PROMPT:
Extract every line of the material below verbatim, leaving out the pictures.

>>

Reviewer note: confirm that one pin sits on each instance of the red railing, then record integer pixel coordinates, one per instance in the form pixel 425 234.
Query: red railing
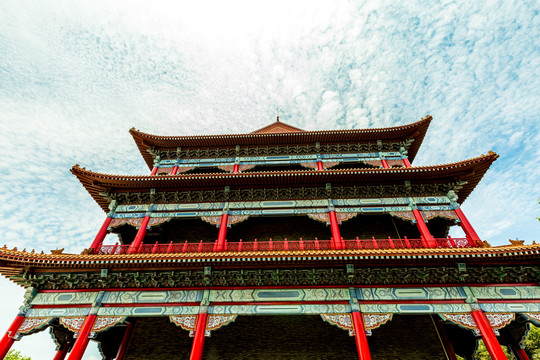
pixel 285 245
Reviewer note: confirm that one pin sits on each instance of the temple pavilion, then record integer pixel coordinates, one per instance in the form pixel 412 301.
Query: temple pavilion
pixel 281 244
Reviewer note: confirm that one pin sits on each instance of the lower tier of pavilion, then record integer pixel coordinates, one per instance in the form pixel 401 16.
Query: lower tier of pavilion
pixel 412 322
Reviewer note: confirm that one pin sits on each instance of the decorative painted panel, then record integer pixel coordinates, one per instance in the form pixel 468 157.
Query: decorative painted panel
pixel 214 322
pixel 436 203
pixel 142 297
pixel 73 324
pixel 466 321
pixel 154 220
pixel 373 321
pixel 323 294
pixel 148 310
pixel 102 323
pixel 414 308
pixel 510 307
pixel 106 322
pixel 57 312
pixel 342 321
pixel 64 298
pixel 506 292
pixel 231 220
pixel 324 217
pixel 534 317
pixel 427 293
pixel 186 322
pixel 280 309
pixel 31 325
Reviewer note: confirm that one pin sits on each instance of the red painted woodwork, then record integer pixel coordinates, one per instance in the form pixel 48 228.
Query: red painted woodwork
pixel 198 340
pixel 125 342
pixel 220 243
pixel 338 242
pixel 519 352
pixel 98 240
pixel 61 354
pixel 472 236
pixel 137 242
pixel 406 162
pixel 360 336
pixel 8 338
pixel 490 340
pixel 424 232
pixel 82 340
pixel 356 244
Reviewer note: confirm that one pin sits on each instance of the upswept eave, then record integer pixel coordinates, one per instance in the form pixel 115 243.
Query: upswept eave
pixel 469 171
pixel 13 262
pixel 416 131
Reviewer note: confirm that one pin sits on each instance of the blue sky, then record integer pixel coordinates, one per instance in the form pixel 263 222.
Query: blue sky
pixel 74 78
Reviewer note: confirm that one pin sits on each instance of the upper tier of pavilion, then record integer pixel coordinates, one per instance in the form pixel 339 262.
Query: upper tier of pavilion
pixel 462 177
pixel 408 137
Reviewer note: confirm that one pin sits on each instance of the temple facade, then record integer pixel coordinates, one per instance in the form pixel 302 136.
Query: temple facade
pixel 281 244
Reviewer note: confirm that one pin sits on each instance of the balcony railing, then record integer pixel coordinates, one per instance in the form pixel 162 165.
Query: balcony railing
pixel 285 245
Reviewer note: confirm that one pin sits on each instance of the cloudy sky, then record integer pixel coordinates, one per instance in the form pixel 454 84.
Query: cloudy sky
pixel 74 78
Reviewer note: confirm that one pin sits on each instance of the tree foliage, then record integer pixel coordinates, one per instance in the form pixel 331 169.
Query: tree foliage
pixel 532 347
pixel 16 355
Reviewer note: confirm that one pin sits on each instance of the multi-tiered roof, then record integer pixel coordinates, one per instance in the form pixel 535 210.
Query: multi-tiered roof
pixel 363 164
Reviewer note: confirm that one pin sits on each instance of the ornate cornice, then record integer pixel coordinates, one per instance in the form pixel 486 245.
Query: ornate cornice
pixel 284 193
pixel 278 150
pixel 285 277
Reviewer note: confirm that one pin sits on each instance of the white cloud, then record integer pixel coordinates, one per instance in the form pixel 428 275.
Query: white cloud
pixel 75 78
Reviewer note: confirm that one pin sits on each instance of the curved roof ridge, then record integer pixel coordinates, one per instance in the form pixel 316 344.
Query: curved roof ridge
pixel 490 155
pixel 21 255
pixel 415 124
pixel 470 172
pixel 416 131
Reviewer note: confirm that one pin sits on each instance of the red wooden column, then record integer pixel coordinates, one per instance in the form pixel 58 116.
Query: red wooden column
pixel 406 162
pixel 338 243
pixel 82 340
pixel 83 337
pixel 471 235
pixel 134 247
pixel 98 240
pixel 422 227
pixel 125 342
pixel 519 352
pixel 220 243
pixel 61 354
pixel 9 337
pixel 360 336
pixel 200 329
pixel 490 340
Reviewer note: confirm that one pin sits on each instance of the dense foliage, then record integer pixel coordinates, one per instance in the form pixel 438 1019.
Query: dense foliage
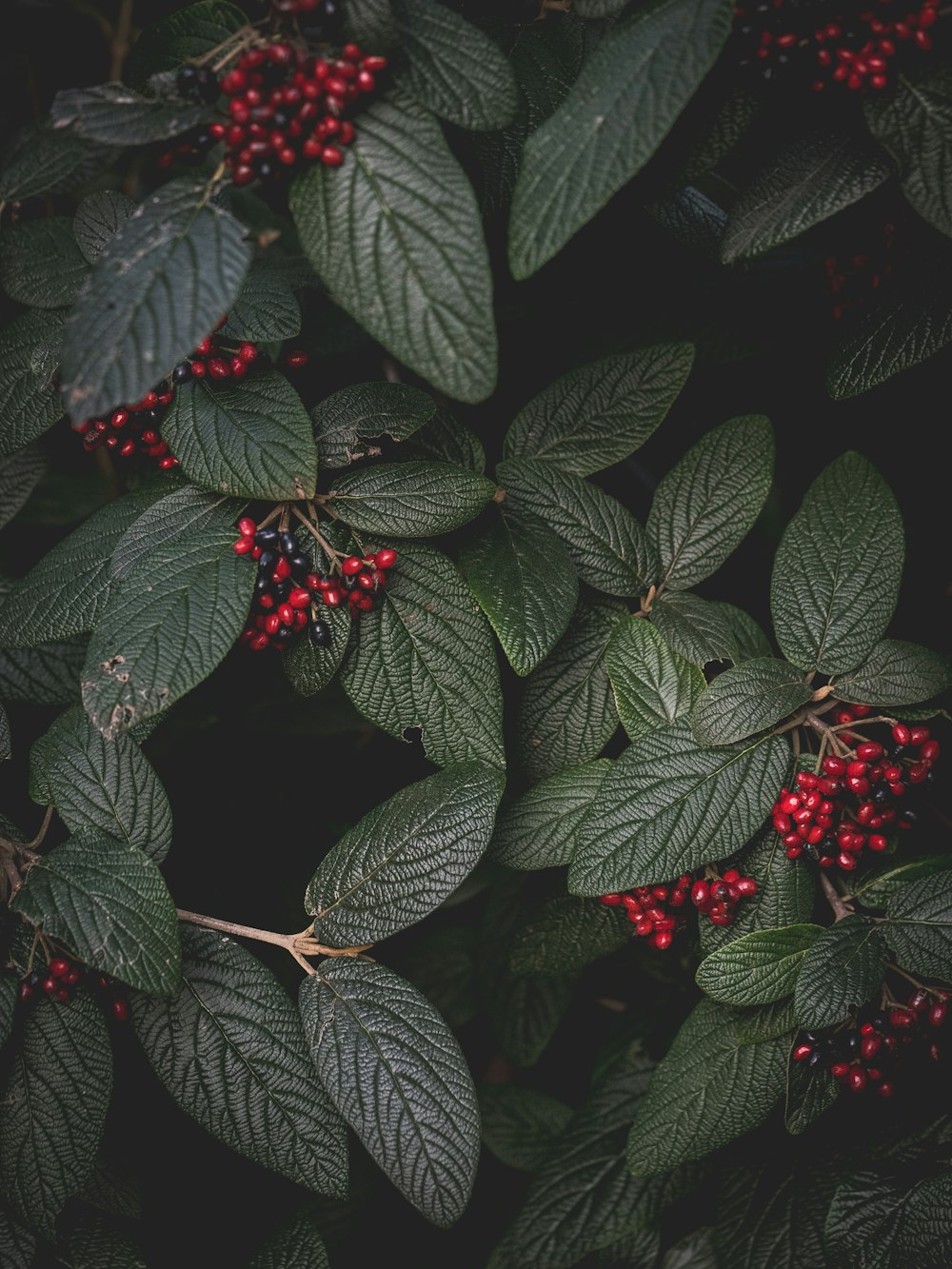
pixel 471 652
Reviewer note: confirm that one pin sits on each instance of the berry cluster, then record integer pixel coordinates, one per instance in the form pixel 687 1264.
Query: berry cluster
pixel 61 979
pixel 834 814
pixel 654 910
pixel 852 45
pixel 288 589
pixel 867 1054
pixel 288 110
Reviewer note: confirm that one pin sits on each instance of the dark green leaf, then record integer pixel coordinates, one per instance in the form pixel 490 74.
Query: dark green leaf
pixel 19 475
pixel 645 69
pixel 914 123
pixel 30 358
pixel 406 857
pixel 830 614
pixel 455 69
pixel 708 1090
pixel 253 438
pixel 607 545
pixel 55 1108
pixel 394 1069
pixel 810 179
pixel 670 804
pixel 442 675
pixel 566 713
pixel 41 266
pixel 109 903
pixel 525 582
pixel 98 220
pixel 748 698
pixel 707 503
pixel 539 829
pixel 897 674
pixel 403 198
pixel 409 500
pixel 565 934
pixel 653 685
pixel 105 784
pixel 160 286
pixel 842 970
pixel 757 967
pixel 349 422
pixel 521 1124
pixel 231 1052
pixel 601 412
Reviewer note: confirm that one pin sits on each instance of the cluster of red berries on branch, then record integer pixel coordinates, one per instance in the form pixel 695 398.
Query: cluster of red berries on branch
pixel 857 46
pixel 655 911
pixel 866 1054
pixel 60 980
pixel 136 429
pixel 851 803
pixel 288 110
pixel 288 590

<<

OUTPUT OF THE TASK:
Reviewer note: confirm that one pin sits on each instance of the red railing, then record integer pixel coordinates, one per instance in the form pixel 425 234.
Query: red railing
pixel 285 245
Reviewer note: confirm that one pin sits on each instance of the temple pavilion, then record integer pixel coordinates, one per instance in the form pixel 412 301.
Query: temple pavilion
pixel 281 244
Reviewer note: confirm that one pin sits on each instance of the lower tier of pavilion, then record integer pixel coordinates, one per instance in the form pixel 401 16.
Query: lower tier of pavilion
pixel 412 322
Reviewer note: confirm that one pin sits on each instance of the decorative painted panel, then record integer pixel coordinates, one per instance in the form pixel 468 157.
Query: decorative painted panel
pixel 214 322
pixel 436 203
pixel 142 297
pixel 73 324
pixel 466 321
pixel 154 220
pixel 373 321
pixel 323 294
pixel 148 310
pixel 102 323
pixel 414 308
pixel 510 307
pixel 106 322
pixel 57 312
pixel 342 321
pixel 64 298
pixel 506 292
pixel 231 220
pixel 324 217
pixel 534 317
pixel 427 293
pixel 186 322
pixel 280 309
pixel 31 325
Reviewer note: confirm that one pin sits on each instance of the red painted woodwork, then record integer pixel coordinates, one per instance in the form pixel 48 228.
Query: red painted woodwork
pixel 198 340
pixel 125 342
pixel 220 243
pixel 338 242
pixel 519 352
pixel 98 240
pixel 61 354
pixel 472 236
pixel 137 242
pixel 406 162
pixel 360 336
pixel 8 338
pixel 490 340
pixel 424 232
pixel 82 340
pixel 356 244
Reviewer note: confirm that one pin sits on each instance of the upswept eave, then record integer pixel coordinates, one per instance in the form pixel 115 243.
Query: upswept eave
pixel 469 171
pixel 13 262
pixel 416 131
Reviewer note: confirm that one pin sits on each instance of the blue sky, then record integer pixel coordinates, one per instance in the form pixel 263 222.
Query: blue sky
pixel 74 78
Reviewer note: confirm that one pin sits on each instance of the upper tier of pavilion, then record integer pixel coordinates, one per instance in the form pixel 339 262.
Query: upper tier of pavilion
pixel 462 177
pixel 408 137
Reviewer note: confirm that one pin sits on each instance of the temple facade, then record integer pixel coordinates, one per instance in the form pixel 302 136.
Query: temple facade
pixel 281 244
Reviewer note: confirm that one pin sits on each instance of the balcony railing, then record integer pixel coordinates, one per instance in the form pixel 162 165.
Query: balcony railing
pixel 285 245
Reviewer note: confirm that one pin sits on each instance of the cloudy sky, then record integer pixel coordinates, one per instance in the form pixel 454 84.
Query: cloudy sky
pixel 74 78
Reviewer note: confirm that one pin sits on each instance of the tree foliage, then record integer pixel coordinates, one per instance in the form pixel 331 169.
Query: tree foliage
pixel 532 347
pixel 16 355
Reviewer note: confirm that one pin sits on each instance of the multi-tiered roof, then record integer pixel coordinates, one per instance in the form pixel 535 210.
Query: multi-tiered roof
pixel 363 164
Reviewer note: confirm that one pin sits on each instance of the ornate cornice, then record integer pixel coordinates, one per instance in the form pixel 486 245.
Query: ornate cornice
pixel 284 193
pixel 278 150
pixel 285 277
Reviewer note: confirm that one pin sits on each instance of the white cloud, then record integer pixel coordinates, one per instance in the form pixel 428 275.
Query: white cloud
pixel 75 78
Reviewer note: confirm that one pin sits on each instance of the curved roof ridge, then record integer pixel coordinates, one per instance in the form pixel 316 344.
Query: curved roof ridge
pixel 490 155
pixel 21 255
pixel 415 124
pixel 470 172
pixel 416 131
Reviewer note: confirm that one pin sits on each instance of the red wooden column, then record integer pixel coordinates, one per instance in the form pixel 58 116.
Query: red wooden column
pixel 406 162
pixel 338 243
pixel 82 340
pixel 83 337
pixel 471 235
pixel 134 247
pixel 98 240
pixel 422 227
pixel 125 342
pixel 519 352
pixel 220 243
pixel 61 354
pixel 9 337
pixel 360 336
pixel 200 329
pixel 490 340
Reviewer note: confirm that one pin sits on each instance of the dense foliage, then record integer pixel coordinates, one per instance in the form pixel 438 1019.
Query: dense foliage
pixel 471 652
Reviewer note: confirm that one pin sits on each instance of the berry cluster, then record integer pixel coordinates, one per instance in the form pixel 687 1264.
Query: berry cluster
pixel 61 979
pixel 834 814
pixel 654 910
pixel 852 45
pixel 288 589
pixel 867 1054
pixel 288 110
Reviewer note: confirm that one pin sits on each instance of the dark green leaf, then record integer pixel coordinates, one per instance in the form pixel 490 74.
Query: dark green leaf
pixel 19 475
pixel 645 69
pixel 914 123
pixel 30 358
pixel 406 857
pixel 830 614
pixel 455 69
pixel 708 1090
pixel 253 438
pixel 607 545
pixel 55 1108
pixel 394 1069
pixel 810 179
pixel 670 804
pixel 442 675
pixel 566 713
pixel 41 266
pixel 109 903
pixel 525 582
pixel 98 220
pixel 748 698
pixel 707 503
pixel 539 829
pixel 897 674
pixel 403 198
pixel 409 500
pixel 565 934
pixel 653 685
pixel 105 784
pixel 160 286
pixel 842 970
pixel 757 967
pixel 349 422
pixel 521 1124
pixel 231 1052
pixel 601 412
Reviewer note: confirm that one pin sits on each instance of the cluster of red berries on branch, then record integer pixel coordinates, one per instance in the form pixel 695 398.
Query: cluster of red berries on branch
pixel 857 46
pixel 655 911
pixel 866 1054
pixel 60 980
pixel 136 429
pixel 851 803
pixel 288 110
pixel 288 590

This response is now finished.